▶ _Text excerpt_
::::

Studio album by Faye Wong
- Released: 29 June 1994
- Recorded: 1994
- Genres: Alternative rock; Cantopop;
- Length: 43:51
- Label: Cinepoly

Faye Wong chronology
| Mystery (1994) | Random Thoughts 胡思亂想 (1994) | Sky (1994) |

= Random Thoughts (Faye Wong album) =

Random Thoughts (胡思亂想 (Wu si lyun seung)), alternatively Thinking Here and There or Wondering Music, is the seventh Cantonese studio album by Chinese recording artist Faye Wong. It was released through Cinepoly Records on 29 June 1994. It confirmed her move into alternative music and covers songs by the Cocteau Twins, whose influence she readily acknowledged.

::::

▶ _Given material_

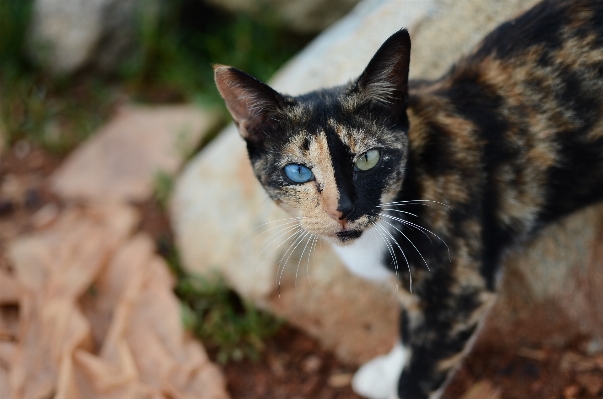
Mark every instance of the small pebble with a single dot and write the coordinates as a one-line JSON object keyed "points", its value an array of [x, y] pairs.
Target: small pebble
{"points": [[6, 207], [32, 199], [340, 380], [312, 364]]}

::::

▶ _Exercise_
Pick up the Random Thoughts album text after its final sentence and continue it.

▶ _Expected answer_
==Cover art==
The album cover was unusual for its time: instead of any image of the singer's face, the main cover design shows overlapping phrases such as "no new images" and "no photo booklet" in Chinese characters of varying size, all of which have some strokes missing but allowing the phrase still to be discerned. An alternative cover was all white except for the artist and album name, the latter in the same partial characters. The cover was the first to include the Mandarin name 王菲 (Wang Fei).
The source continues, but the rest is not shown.